Hunter color measurement of flours was carried out using a Hunter Colorimeter fitted with optical sensor (Hunter Associates Laboratory Inc. Restan VA., USA) on the basis of L*, a*, b* color system.

Rusk preparation

Rusks were prepared by following the method described by Mallik and Kulkarni (2010). Dough was prepared by blending 500 g wheat flour/wheat-barley flour blends with 80 g fat, 80 g sugar, 4 g salt and 16 g yeast. In control samples, additionally 12 g skim milk powder and 220 g water were used. Wheat flour was replaced by barley flour at 10, 15, 20, 25 and 30% levels, respectively. The ingredients after mixing were kneaded to a smooth dough and allowed to stand for 20 min. Again the dough was kneaded and allowed to stand for further 20 min. The dough was then shaped and placed in greased baking tray and allowed to stand for 15 min, for final processing followed by baking at 225 °C for 15–20 min. After baking, the loaves were cooled for 1 h, and then placed in a refrigerator for about 2 h for the ease of slicing. The loaves were then mechanically sliced to pieces about 1 cm of thickness followed by roasting at 200 °C for 15 min in an oven.

Sensory evaluation

The rusks prepared from wheat flour and wheat-barley flour blends were subjected to sensory analysis by a semi trained panel comprising of 30 people. The panellists aged 20–35 years comprised of postgraduate students, research scholars, and faculty members of the department of Food Science and Technology, Chaudhary Devi lal University, Sirsa, Haryana. The sensory testing of the samples was done under ambient conditions in a comfortable and quite area without distractions under proper lighting and controlled temperature. The panellists evaluated the prepared rusks for the parameters crust color, crust hardness, crumb color, crumb chewiness, taste, aroma and overall acceptability.

The samples were served in porcelain dishes labelled randomly with three digit numbers. Each panellist received a rating form scored on a 9 point hedonic scale (9, ‘like extremely’; 8, ‘like very much’; 7, ‘like moderately’; 6, ‘like slightly’; 5, ‘neither like nor dislike’; 4, ‘dislike slightly’; 3, ‘dislike moderately’; 2, ‘dislike very much’; 1, ‘dislike extremely’) to rate the rusks for various parameters. Mineral water was provided as palate cleansers between each sample. After palate cleansing, a pause (15 s) was given before the next assessment. The sensory analysis of rusks was replicated three times with a fresh batch of rusks each time.

Total phenolic content of wheat-barley flour blends and rusks

Total phenolic content was determined by following the Folin–Ciocalteau method as described by Gao et al. (2002). Gallic acid was used as the standard, and results are expressed as μg gallic acid equivalents (GAE)/g of flour.

=======

#### TASK SET:
a. Answer the following questions about the excerpt on wheat-barley rusks, one answer per line:
(i) At what temperature and for how long were the sliced loaves roasted?
(ii) How many people made up the sensory panel?
(iii) What was used as the standard for total phenolic content?
b. Carry on the methods text on wheat-barley rusks from its final sentence, keeping its formal style.

#### AVAILABLE DATA:
=======

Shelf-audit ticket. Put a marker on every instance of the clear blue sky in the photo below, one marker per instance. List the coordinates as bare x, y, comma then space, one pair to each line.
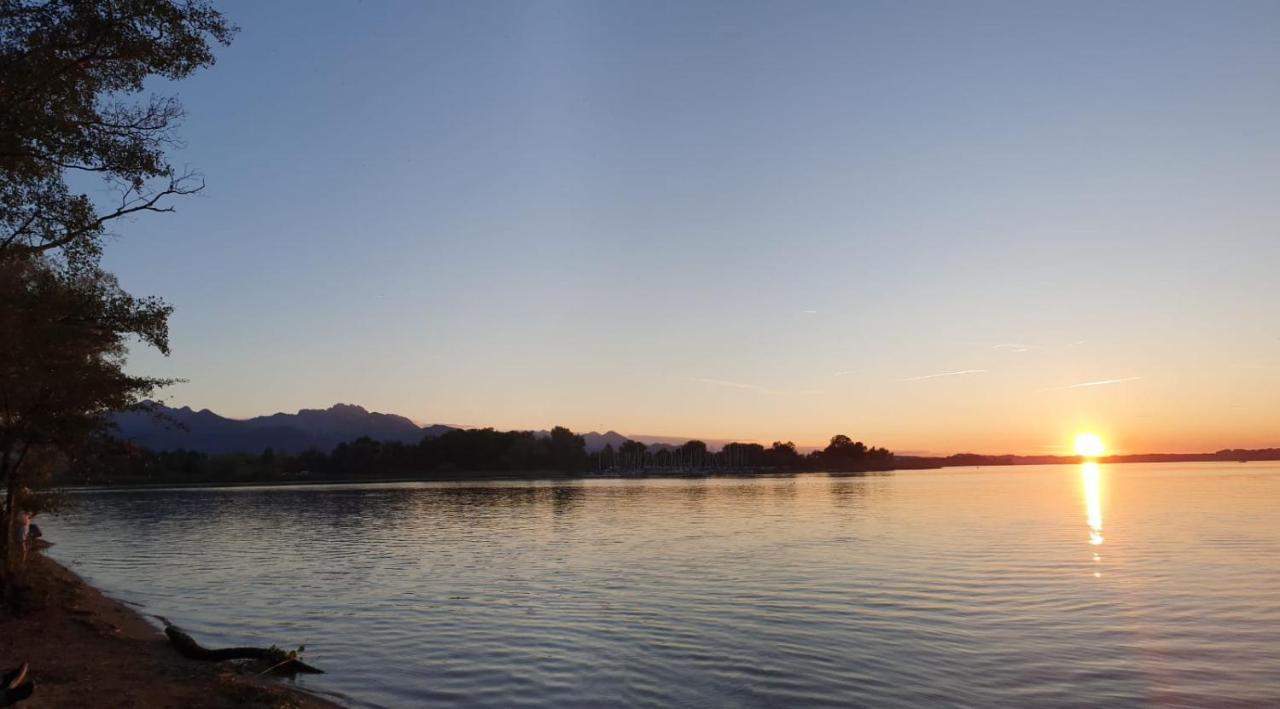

=======

#### TASK-BY-TASK OUTPUTS:
a.
(i) At 200 °C for 15 min.
(ii) 30 people.
(iii) Gallic acid.

b.
High performance liquid chromatography (HPLC) analysis of phenolic acids of wheat-barley flour blends and rusks

The prepared methanolic extracts were analyzed for identification and quantification of gallic, ferulic, chlorogenic acid, p-hydroxybenzoic, syringic, p-coumaric, and ferulic acid. HPLC analysis was carried out using Agilent 1260 Infinity series HPLC (Agilent Technologies, Santa Clara, CA) equipped with Quaternary Pump VL (G1311C) and degasser, 1260 ALS auto-sampler (G1329B) and 1260 DAD VL detector (G1315D). Separations were achieved using ZORBAX Eclipse C18 column (Agilent Technologies) under the gradient flow of 0.1% acetic acid in water (v/v) as solvent A and methanol as solvent B. The gradient flow was run as described by Kumar et al. (2014) (0–1 min, 30% B; 1–10 min, 65% B; 10–14 min, 80% B; 14–16 min, 80% A; 16–17 min, 40% B; 17–20 min, 35% B and 20–21 min, 30% B) and the detection wavelength was set as 280 nm. The flow rate was adjusted as 1 ml min−1 and the column temperature was set as 30 °C. The injection volume was set as 5 µl. For the purpose of quantification, the calibration curve was prepared using a mixture of purified standards such as gallic, ferulic, chlorogenic acid, p-hydroxybenzoic, syringic, p-coumaric, and ferulic acid. The results were expressed as µg/g DW of the sample.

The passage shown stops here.